Directions
Update the records between the lines holding "target: khaki pant" and "174], [246, 171]]]", inclusive, changing "vertex pairs" to "coordinate pairs" and leaving everything else untouched. Return only those lines.

**********

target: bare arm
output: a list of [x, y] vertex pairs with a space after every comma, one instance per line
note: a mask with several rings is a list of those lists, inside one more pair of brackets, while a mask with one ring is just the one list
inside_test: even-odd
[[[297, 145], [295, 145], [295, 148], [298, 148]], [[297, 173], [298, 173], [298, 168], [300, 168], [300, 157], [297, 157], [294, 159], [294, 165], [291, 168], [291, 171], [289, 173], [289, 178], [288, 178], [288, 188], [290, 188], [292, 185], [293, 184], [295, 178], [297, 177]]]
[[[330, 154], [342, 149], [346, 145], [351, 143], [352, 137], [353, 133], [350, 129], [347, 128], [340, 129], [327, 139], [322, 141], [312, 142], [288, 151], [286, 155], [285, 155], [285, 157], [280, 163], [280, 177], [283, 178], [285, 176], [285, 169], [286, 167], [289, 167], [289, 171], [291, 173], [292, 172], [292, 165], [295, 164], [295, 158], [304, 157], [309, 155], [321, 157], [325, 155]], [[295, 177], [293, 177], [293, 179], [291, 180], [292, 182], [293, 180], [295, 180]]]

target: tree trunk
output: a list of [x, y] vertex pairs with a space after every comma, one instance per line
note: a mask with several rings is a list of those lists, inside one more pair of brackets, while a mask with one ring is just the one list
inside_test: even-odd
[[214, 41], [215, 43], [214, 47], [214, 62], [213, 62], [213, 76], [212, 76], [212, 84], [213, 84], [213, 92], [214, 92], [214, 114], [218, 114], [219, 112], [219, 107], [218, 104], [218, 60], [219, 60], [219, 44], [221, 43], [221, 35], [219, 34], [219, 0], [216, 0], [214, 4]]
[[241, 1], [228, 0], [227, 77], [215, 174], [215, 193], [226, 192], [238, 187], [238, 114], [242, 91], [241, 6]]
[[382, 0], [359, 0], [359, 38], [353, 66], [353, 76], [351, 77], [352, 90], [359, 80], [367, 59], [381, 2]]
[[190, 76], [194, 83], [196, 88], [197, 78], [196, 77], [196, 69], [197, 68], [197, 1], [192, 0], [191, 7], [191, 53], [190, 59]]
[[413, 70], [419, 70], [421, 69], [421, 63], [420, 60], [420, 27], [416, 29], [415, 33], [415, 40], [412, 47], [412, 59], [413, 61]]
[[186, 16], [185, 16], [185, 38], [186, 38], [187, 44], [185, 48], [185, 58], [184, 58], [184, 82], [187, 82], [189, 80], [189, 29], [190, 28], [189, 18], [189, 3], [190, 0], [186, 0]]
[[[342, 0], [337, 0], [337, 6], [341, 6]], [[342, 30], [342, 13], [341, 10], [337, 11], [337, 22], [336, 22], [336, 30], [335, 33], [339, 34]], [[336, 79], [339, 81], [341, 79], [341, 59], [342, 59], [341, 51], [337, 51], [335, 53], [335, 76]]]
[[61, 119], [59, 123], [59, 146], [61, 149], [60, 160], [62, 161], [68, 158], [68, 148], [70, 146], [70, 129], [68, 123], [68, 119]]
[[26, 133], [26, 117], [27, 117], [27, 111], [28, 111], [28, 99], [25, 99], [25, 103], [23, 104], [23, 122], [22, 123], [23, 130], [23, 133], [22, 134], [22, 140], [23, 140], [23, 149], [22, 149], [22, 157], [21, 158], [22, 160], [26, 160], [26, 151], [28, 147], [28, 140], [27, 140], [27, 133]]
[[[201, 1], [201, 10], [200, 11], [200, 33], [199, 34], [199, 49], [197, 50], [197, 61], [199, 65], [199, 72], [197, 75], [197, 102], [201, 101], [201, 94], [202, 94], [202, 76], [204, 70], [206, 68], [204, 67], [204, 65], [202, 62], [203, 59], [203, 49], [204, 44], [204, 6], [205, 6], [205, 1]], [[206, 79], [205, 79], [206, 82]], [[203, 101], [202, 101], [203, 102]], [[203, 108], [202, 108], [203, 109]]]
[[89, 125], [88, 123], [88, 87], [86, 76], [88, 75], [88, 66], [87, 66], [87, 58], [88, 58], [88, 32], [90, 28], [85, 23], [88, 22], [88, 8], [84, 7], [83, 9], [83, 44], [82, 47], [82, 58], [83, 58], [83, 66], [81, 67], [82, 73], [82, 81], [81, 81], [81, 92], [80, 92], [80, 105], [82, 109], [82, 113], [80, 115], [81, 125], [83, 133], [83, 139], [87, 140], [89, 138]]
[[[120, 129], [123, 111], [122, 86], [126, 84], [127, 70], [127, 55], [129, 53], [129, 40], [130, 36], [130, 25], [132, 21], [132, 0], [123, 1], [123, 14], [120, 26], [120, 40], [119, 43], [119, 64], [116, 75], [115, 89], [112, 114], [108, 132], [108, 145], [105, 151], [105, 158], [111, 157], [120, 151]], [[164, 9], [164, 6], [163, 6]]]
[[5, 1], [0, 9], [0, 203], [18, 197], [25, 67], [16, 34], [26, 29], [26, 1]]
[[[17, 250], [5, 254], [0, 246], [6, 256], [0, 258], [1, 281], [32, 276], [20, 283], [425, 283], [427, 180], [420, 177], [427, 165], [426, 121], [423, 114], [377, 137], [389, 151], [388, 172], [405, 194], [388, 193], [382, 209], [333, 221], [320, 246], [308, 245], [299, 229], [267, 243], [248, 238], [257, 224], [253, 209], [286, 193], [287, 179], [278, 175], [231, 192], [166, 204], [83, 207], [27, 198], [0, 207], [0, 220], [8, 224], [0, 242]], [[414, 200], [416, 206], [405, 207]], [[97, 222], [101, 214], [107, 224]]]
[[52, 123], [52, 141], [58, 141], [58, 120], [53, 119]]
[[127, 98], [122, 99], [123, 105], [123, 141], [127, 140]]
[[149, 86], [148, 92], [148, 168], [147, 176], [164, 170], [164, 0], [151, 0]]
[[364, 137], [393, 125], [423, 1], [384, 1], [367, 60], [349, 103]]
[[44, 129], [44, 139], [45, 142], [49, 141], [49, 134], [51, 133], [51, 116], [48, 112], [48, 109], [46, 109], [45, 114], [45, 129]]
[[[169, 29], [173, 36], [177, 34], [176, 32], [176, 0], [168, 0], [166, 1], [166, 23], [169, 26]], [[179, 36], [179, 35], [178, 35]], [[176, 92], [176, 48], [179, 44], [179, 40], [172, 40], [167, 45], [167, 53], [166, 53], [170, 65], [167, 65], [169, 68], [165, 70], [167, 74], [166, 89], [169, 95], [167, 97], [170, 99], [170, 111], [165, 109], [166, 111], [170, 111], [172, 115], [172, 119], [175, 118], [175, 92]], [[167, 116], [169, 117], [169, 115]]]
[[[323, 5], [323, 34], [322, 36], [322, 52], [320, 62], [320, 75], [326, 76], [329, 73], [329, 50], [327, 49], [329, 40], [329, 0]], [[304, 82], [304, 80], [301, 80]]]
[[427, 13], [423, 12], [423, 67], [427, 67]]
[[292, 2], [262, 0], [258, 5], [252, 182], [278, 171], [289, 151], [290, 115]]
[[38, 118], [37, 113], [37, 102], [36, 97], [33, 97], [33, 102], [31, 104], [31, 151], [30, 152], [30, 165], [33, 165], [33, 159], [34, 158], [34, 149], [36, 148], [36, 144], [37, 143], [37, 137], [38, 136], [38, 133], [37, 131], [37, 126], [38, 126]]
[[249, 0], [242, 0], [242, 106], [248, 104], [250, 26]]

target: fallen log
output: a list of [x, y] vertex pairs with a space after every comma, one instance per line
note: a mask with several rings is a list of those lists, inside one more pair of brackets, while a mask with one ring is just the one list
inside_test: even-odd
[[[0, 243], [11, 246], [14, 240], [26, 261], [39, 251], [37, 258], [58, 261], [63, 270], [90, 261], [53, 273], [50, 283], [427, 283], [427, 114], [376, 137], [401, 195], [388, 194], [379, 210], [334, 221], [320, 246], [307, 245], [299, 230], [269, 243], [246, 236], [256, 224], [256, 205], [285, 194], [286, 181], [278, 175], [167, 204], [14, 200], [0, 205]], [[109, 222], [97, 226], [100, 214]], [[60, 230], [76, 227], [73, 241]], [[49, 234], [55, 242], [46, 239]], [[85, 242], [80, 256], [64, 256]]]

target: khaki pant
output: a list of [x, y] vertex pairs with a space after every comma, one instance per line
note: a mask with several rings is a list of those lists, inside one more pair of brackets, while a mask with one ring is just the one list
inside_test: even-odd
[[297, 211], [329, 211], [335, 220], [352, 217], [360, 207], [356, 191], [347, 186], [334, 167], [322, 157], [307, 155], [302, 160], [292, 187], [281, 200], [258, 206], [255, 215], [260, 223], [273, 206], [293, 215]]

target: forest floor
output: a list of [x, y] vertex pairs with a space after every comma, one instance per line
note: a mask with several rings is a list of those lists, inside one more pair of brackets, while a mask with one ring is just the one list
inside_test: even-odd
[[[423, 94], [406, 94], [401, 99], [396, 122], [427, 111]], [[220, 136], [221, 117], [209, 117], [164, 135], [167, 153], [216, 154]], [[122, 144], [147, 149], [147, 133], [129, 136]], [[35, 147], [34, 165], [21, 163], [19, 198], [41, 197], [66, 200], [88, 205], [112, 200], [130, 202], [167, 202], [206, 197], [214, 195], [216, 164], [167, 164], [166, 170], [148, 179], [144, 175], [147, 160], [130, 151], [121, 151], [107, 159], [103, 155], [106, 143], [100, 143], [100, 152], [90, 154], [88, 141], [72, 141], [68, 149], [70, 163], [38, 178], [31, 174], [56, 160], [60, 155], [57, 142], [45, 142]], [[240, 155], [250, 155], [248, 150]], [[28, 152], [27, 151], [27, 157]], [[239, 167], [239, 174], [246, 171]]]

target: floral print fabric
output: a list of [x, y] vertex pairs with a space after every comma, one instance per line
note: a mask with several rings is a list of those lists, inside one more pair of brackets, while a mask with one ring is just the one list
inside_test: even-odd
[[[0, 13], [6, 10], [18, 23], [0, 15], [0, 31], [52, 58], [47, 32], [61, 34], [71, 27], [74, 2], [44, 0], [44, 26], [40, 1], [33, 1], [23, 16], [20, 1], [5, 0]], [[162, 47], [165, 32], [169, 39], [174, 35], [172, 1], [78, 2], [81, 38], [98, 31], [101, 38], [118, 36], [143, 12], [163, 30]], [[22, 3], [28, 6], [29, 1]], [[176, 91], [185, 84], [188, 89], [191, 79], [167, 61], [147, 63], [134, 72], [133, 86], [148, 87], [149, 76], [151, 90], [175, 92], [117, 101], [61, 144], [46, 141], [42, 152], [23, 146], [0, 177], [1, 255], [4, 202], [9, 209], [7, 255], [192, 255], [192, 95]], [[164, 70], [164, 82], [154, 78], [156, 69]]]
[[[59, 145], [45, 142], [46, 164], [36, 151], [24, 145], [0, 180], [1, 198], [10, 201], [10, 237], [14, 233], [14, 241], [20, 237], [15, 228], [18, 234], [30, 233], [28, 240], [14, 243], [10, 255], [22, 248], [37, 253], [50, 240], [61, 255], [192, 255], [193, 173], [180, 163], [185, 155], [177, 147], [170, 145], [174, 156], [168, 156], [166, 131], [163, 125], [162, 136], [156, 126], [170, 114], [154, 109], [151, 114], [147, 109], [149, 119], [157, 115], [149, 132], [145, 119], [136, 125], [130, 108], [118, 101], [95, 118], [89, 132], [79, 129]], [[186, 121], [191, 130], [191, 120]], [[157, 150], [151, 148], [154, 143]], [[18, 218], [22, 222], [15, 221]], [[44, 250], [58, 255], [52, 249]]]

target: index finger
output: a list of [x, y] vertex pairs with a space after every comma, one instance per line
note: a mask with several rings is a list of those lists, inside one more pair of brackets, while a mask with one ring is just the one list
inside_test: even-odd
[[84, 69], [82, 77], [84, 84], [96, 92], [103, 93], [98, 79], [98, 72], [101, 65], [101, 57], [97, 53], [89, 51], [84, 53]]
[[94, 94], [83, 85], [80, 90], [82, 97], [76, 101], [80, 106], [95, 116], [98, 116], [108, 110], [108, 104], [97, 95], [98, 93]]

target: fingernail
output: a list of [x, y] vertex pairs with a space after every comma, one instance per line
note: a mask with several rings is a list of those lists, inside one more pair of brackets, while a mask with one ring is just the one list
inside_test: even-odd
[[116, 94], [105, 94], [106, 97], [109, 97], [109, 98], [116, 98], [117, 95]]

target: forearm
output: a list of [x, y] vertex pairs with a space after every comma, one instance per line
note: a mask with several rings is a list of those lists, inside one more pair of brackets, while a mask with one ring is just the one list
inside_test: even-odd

**********

Solution for this problem
target: khaki pant
output: a list of [x, y] coordinate pairs with a space after every comma, one instance per line
note: a mask with several rings is a list of those lists, inside one more pair of brackets, while a mask with one ring is just the one list
inside_test: even-odd
[[297, 211], [329, 211], [335, 220], [352, 217], [360, 207], [356, 191], [347, 186], [334, 167], [322, 157], [307, 155], [302, 160], [292, 187], [281, 200], [258, 206], [255, 215], [260, 223], [273, 206], [293, 215]]

target: forest floor
output: a list of [x, y] coordinate pairs with a space after every comma, one instance per line
note: a mask with several rings is a list of those lists, inside one more pair of brackets, while a mask with one ring is just the one list
inside_test: even-odd
[[[423, 94], [406, 94], [401, 99], [396, 122], [427, 111]], [[220, 136], [221, 117], [209, 117], [164, 135], [167, 153], [216, 154]], [[122, 144], [147, 149], [147, 133], [129, 136]], [[35, 147], [34, 165], [21, 163], [19, 198], [41, 197], [66, 200], [88, 205], [112, 200], [130, 202], [167, 202], [206, 197], [214, 195], [216, 164], [167, 164], [166, 170], [148, 179], [144, 175], [147, 160], [130, 151], [121, 151], [107, 159], [103, 155], [106, 143], [100, 143], [100, 152], [90, 154], [88, 141], [72, 141], [68, 149], [70, 163], [38, 178], [31, 174], [56, 160], [60, 155], [57, 142], [45, 142]], [[240, 155], [250, 155], [248, 150]], [[28, 152], [27, 151], [27, 157]], [[239, 167], [239, 174], [246, 171]]]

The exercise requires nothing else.